- [Given task A]: In the records, replace "response" with "output" in the lines starting at the one containing "trace --target=white ceiling" and ending at the one containing "13L181 8L191 8L197". Give back only those lines, with everything else left unchanged.

- [Text section]:
=-=-=-=-=

418 Cubic Equations in Real Numbers
That’s a reasonable question. Dividing through by x can “knock the equation down” from third degree to
second degree—or so we might be tempted to believe. Let’s try it and see what happens! We get
(x^3 + 14 x^2 + 48 x ) / x= 0/x
which apparently simplifies to
x^3 /x+ 14 x^2 /x+ 48 x/x= 0
and further to
x^2 + 14 x+ 48 = 0
This is a quadratic that can be factored into
(x+ 6)(x+ 8) = 0
The roots x=−6 or x=−8 come out of this process. We conclude that the solution set X for the original
cubic must be {−6,−8}. That’s easy, isn’t it? Not so fast! It’s also wrong, because it’s incomplete. Let’s find
out how to get it right.
Here’s a challenge!
Solve the following cubic equation in a way that works properly:
x^3 + 14 x^2 + 48 x= 0
Solution
We’ve seen this equation in its binomial factor form. Suppose that we could look at the above equation and
see the binomial factor version immediately:
x(x+ 6)(x+ 8) = 0
To find the first root, we can take literally the simple first-degree equation
x= 0
To find the second root, we take the first-degree equation
x+ 6 = 0
which resolves to x=−6. To find the third root, we take the first-degree equation
x+ 8 = 0
which resolves to x=−8. The real roots of the cubic are therefore
x= 0 or x=−6 or x=− 8

=-=-=-=-=

- [Records supplied]:
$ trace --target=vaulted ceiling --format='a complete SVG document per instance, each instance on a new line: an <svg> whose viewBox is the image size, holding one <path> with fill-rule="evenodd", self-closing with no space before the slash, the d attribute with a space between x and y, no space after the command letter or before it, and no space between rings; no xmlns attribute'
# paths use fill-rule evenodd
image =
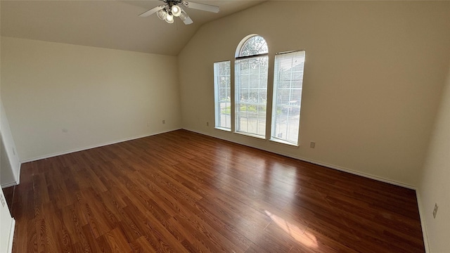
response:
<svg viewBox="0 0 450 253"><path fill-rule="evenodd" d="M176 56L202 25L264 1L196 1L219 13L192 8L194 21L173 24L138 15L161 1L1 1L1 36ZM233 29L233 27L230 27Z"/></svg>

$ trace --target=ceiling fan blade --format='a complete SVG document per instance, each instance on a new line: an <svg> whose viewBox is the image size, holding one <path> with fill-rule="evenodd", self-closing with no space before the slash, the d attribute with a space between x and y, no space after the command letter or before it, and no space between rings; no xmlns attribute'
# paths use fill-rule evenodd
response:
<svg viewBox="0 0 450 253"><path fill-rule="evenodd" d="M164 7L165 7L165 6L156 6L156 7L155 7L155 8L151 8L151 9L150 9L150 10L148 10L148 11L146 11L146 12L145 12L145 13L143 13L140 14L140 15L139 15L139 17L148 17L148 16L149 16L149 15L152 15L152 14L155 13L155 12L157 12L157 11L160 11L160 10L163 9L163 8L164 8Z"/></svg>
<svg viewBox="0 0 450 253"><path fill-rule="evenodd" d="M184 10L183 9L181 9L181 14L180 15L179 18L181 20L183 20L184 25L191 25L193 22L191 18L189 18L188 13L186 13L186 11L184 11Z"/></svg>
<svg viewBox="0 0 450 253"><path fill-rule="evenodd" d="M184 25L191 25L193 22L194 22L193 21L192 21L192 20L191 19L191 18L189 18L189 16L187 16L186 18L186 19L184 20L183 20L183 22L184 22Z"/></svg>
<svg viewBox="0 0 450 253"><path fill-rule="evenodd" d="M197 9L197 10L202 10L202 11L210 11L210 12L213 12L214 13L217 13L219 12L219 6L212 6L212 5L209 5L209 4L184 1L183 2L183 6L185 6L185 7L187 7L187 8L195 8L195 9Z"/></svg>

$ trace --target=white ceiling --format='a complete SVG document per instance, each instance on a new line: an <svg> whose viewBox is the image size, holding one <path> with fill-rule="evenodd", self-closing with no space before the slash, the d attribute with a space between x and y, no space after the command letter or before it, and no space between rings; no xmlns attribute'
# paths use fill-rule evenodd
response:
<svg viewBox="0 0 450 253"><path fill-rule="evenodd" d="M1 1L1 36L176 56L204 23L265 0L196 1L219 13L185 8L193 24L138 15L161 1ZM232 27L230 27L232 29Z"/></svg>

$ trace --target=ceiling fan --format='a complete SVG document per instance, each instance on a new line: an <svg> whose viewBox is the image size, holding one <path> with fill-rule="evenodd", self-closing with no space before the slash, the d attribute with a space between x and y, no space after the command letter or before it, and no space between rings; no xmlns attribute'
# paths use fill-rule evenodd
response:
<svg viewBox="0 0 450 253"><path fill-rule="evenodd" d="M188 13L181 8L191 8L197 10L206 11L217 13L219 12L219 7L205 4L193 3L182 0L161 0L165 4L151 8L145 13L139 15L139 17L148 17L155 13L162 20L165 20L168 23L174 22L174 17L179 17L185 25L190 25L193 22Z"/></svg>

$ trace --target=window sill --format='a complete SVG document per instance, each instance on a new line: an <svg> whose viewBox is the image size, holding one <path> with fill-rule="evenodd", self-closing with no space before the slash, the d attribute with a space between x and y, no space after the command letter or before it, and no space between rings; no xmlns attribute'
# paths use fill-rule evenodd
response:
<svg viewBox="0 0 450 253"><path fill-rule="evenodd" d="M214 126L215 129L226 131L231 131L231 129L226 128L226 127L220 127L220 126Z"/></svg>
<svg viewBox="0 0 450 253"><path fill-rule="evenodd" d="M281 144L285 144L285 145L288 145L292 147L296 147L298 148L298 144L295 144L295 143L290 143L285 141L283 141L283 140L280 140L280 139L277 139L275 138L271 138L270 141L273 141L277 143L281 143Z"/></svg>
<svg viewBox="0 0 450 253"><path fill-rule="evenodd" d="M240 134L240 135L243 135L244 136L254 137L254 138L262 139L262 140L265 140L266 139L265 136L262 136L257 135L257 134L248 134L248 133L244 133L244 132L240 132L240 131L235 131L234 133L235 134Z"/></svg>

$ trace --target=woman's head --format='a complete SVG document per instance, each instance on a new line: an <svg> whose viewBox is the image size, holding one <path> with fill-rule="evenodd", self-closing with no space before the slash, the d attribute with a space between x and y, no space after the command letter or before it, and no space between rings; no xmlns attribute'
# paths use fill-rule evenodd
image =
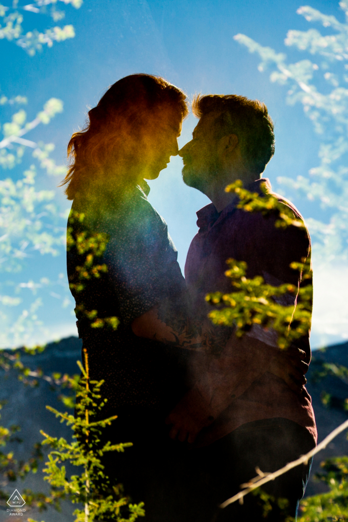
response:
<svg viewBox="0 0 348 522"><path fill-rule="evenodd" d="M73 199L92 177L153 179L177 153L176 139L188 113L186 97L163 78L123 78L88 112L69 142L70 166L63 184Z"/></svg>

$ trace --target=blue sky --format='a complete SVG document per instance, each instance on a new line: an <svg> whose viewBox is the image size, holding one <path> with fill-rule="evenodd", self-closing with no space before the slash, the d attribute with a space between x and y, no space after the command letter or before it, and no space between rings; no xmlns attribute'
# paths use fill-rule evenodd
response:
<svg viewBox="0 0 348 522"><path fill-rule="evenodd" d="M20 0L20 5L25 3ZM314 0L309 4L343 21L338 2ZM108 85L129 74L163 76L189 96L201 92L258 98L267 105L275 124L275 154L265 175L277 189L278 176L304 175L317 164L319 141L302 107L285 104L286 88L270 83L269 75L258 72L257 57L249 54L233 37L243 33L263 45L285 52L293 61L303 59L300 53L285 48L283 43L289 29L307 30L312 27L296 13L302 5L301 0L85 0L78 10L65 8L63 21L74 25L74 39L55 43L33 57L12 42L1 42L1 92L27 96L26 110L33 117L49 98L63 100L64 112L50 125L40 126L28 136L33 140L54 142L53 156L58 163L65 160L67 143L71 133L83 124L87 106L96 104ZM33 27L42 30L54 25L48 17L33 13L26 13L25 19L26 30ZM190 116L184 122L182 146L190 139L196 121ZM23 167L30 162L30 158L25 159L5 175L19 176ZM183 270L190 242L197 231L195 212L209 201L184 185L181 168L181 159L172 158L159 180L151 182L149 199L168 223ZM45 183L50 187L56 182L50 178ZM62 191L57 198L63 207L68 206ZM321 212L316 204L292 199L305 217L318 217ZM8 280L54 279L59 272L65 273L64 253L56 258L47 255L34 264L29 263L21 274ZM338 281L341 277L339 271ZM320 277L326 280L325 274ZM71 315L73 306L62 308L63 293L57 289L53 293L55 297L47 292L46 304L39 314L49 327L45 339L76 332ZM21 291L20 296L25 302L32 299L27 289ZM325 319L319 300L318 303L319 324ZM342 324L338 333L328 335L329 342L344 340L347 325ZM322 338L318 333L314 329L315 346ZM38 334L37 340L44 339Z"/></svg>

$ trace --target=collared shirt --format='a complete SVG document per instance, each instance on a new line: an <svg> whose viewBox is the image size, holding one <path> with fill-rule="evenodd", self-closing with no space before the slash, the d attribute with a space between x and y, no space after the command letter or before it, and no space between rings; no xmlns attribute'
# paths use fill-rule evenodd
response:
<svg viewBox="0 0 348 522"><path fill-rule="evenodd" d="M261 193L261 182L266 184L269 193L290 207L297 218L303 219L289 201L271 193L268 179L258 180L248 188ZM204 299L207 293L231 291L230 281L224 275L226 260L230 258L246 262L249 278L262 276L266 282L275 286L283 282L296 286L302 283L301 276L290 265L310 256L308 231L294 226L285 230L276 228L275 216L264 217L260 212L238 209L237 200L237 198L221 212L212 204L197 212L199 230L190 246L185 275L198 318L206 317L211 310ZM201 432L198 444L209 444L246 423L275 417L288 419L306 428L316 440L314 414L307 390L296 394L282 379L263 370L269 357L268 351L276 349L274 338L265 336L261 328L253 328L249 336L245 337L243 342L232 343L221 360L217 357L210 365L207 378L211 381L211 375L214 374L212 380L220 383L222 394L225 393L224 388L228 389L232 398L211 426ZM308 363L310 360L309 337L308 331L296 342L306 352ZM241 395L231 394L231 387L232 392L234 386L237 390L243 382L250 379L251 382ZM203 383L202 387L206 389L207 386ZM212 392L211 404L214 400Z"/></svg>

=-=-=-=-=

- [Given task B]: Using the passage on cubic equations, answer yes or no to whether each statement agrees with it, and quote the deciding words: (i) The solution set {−6,−8} obtained by dividing through by x is complete. (ii) The binomial factor form of the cubic is x(x+ 6)(x+ 8) = 0. (iii) Zero is one of the real roots of the cubic.

- [Full output A]:
$ trace --target=white ceiling --format='a complete SVG document per instance, each instance on a new line: an <svg> whose viewBox is the image size, holding one <path> with fill-rule="evenodd", self-closing with no space before the slash, the d attribute with a space between x and y, no space after the command letter or before it, and no space between rings; no xmlns attribute'
# paths use fill-rule evenodd
output:
<svg viewBox="0 0 450 253"><path fill-rule="evenodd" d="M1 1L1 36L176 56L204 23L265 0L196 1L219 13L185 8L193 24L138 15L161 1ZM232 27L230 27L232 29Z"/></svg>

$ trace --target=ceiling fan --format='a complete SVG document per instance, each instance on a new line: an <svg> whose viewBox is the image size, holding one <path> with fill-rule="evenodd", self-closing with no space before the slash, the d attribute with a space between x and y, no space after the command letter or before it, and no space between rings; no xmlns attribute'
# paths use fill-rule evenodd
output:
<svg viewBox="0 0 450 253"><path fill-rule="evenodd" d="M188 13L181 8L191 8L197 10L206 11L217 13L219 12L219 7L205 4L193 3L182 0L161 0L165 4L151 8L145 13L139 15L139 17L148 17L155 13L162 20L165 20L168 23L174 22L174 17L179 17L185 25L190 25L193 22Z"/></svg>

- [Full output B]:
(i) No: "It’s also wrong, because it’s incomplete."
(ii) Yes: "x(x+ 6)(x+ 8) = 0"
(iii) Yes: "x= 0 or x=−6 or x=− 8"